Begin

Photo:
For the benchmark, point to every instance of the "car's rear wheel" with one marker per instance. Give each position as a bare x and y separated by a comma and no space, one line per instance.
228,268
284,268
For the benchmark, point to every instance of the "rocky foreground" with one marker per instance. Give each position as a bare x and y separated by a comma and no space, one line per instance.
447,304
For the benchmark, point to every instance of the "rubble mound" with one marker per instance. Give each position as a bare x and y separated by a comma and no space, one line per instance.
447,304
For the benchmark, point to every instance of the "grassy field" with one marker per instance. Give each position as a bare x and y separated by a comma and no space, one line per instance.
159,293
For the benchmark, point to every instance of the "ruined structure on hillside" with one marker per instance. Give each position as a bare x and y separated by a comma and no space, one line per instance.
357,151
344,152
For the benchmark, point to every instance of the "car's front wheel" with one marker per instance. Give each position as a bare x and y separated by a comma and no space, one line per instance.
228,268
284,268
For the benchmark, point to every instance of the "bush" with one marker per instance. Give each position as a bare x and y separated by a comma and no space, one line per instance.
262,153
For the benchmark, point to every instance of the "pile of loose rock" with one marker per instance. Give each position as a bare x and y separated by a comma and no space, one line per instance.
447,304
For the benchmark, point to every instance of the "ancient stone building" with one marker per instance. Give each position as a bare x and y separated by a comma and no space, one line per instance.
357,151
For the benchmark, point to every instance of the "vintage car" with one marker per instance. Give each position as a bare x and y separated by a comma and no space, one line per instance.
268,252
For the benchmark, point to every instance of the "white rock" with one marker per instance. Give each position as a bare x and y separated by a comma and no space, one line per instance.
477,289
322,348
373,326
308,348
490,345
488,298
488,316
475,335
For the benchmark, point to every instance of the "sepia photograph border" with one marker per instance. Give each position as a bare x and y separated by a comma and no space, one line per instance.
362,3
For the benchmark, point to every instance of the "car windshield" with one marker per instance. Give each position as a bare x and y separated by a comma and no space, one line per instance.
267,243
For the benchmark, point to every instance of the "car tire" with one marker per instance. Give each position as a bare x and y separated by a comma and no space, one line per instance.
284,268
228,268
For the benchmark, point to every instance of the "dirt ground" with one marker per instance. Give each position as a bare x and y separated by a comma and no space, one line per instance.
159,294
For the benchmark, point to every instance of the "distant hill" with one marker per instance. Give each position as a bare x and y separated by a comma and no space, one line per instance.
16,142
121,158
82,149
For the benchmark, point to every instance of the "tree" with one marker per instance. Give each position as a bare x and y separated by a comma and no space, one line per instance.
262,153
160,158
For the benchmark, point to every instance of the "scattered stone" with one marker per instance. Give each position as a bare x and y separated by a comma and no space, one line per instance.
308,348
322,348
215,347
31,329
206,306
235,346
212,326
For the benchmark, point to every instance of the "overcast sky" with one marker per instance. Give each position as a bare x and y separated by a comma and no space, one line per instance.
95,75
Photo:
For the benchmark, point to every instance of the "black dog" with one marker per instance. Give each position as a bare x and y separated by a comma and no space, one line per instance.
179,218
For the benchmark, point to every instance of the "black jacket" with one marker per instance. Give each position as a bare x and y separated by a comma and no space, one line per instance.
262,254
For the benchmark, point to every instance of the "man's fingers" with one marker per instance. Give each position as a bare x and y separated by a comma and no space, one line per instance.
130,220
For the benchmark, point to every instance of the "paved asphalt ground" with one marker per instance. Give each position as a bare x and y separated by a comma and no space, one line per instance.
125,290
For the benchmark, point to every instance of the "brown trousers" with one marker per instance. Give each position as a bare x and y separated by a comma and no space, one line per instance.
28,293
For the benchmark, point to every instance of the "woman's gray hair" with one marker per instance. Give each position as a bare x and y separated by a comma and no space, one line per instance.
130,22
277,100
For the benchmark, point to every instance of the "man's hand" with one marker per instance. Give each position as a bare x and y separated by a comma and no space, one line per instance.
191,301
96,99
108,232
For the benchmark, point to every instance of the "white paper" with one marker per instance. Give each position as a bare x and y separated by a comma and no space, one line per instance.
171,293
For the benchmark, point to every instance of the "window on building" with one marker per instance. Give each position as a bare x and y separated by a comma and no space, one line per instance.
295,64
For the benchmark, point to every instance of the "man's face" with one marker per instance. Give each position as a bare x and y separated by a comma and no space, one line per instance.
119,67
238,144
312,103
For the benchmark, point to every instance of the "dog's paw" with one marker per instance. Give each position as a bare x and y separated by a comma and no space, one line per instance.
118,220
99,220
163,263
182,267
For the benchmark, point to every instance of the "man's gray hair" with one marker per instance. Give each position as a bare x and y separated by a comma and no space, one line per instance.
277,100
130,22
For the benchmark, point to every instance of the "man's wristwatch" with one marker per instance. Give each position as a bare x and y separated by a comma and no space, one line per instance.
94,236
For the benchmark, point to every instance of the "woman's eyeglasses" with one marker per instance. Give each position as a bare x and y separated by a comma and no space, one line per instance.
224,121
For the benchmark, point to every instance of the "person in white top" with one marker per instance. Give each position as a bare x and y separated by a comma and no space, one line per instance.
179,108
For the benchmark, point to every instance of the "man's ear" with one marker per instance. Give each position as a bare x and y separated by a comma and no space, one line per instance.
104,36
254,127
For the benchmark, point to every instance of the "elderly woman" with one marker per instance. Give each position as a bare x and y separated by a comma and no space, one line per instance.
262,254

End

All of the data must be returned exactly.

Photo:
For the benchmark, point to every instance of the "car's rear wheel" with one marker per instance. Give each position as a bare x and y separated by a comma and no space, one line per instance.
228,268
284,268
For the benchmark, point to every instance of the "rocky foreground" with one marker per instance. Give each position as a bare x and y separated by a comma and no space, one line per instance.
447,304
For the benchmark, point to every instance of the "rubble mound" with one marker per instance. Give each position as a bare x and y separated by a comma and no space, one line per instance.
447,304
For the benchmark, point to every instance of the "grassy field" with one marker per instance. Give each position as a bare x and y separated by a comma and no space, one line per instance.
159,293
For the benchmark, point to every instance of the "ruined structure on hillside" with one marker per instance. Give each position as a bare x and y separated by a comma and no space, one line per instance.
357,151
344,152
For the benchmark, point to every instance of the "car's front wheel" with one marker per instance. Give each position as a bare x and y separated by a comma and no space, one line per instance.
228,268
284,268
For the benchmark, point to every instance of the "bush" with one marker per instance. Give each position as a bare x and y separated by a comma and no space, one line per instance.
262,153
For the benchmark, point to every instance of the "pile of loose rock" with one marker per instance. Give each position as a bare x and y separated by a comma and no space, one line per instance.
447,304
For the benchmark, point to every instance of the "ancient stone building" with one marker per instance. Give each position as a bare x and y separated by a comma and no space, one line per instance.
357,151
For the benchmark, point to every instance of the "vintage car" with one marker per instance. Give each position as a bare x and y separated by a comma and no space, one line per instance.
268,252
For the benchmark, point to every instance of the "white rock" with one marker per instance. Give each position as a bare x and y separated by a comma and no space, one line per instance.
477,289
322,348
373,326
308,348
490,345
488,298
488,316
475,335
For the benchmark, point to every instance of the "sepia photograph border" with one marker per instance. Give each position as a bare x and y separated by a comma and no space, one line per instance.
362,3
For the benchmark, point to every instance of the "car windshield" with one marker per instance. Give each position as a bare x and y separated by a comma and no space, one line per instance.
267,243
For the benchmark, point to every instance of the "car tire" with one marker per instance. Give each position as a bare x and y separated by a comma and no space, one line per instance.
284,268
228,268
For the benchmark, point to every instance of the "dirt ground" with one marker per instance. Give each position as a bare x and y separated by a comma and no space, one line per instance.
159,294
For the benchmark, point to every instance of the "distant hill" with one marker per instance. Give each position as a bare x and y separated by a comma and no space, one line per instance.
16,142
121,158
82,149
For the benchmark, point to every instance of the "tree" with one marker per instance. Give each position as a bare x and y separated by a comma and no space, one line per instance.
262,153
160,158
For the benchmark, point to every instance of the "scattered stone" with one marker per instance. Give each position as a bare x and y separated by a comma and no space, one line per instance.
308,348
322,348
215,347
31,329
206,306
235,346
212,326
For the benchmark, point to every instance of the "overcast sky" with one marker per instance. Give each position as a bare x and y separated by a comma and no space, one line per instance.
95,75
Photo:
For the benchmark, point to every instance of the "black dog" with one marker per instance. Give each position as a bare x and y separated by a comma and no space, one line per instance.
179,218
For the benchmark, point to every instance of the "black jacket" with one marker per instance. Give each position as a bare x and y separated by a comma and no space, one line per instance.
262,254
For the benchmark, point to every instance of the "man's fingers" with one marker per instance. Give each position as a bare x and y separated by a comma and no space, one line per instance.
130,220
For the benchmark, point to every instance of the "paved asphalt ground" with one marker per instance. Give each position as a bare x and y separated by a comma and no space, one line per instance.
125,290
For the benchmark, point to every instance of the "brown trousers" with one marker per instance. Give each position as a bare x and y separated by a comma and no space, one line per instance.
28,293
For the benchmark, point to every instance of the "woman's gray hair" with one marker per instance. Give each position as a bare x and y separated by a comma and no space, one line per instance.
130,22
277,100
For the benchmark, point to every instance of the "man's hand" with one marker per instance. Give each position as a bare x and y separated by a comma and no space, one line per instance.
191,301
96,99
108,232
For the benchmark, point to every instance of the "white paper" with one marker per instance. Give each position as a bare x and y separated by a comma and no space, one line per instance.
171,293
For the benchmark, point to every instance of the "window on building" with one marker per instance. Give each position as a bare x and y separated by a comma and no space, one line per instance.
295,64
For the benchmark, point to every instance of the "man's face" with one marker per instance. Give each position as a bare x and y separated by a comma and no space, one line per instance.
119,67
238,144
312,103
For the benchmark, point to every instance of the "dog's paw" with one marker per instance. Give each position as a bare x and y separated by a comma and no space, one line per instance.
118,220
99,220
163,263
182,267
For the benchmark, point to every instance of the "man's gray hair" with one marker per instance. Give each position as a bare x and y separated by a comma and no space, one line per instance.
277,100
130,22
For the benchmark, point to every instance of the "man's wristwatch" with one marker per instance. Give each position as a bare x and y separated by a comma and no space, one line per instance.
94,236
For the benchmark, point to every instance of the "woman's eyeglasses" with one marker per instance. Give each position as a bare x and y separated by a comma and no space, one line per instance.
224,121
For the benchmark, point to every instance of the "person in white top" with one marker per instance. Give each position as a bare x and y separated by a comma and no space, one line per instance.
179,108
For the benchmark, point to every instance of the "man's ear" with one marker per instance. Give each position as a bare x and y separated by a comma and no space, one line per instance.
104,36
254,127
For the benchmark, point to every instance of the "elderly woman" with one marker per instance. Give each position as a bare x and y separated by a comma and no space, one line per instance.
262,254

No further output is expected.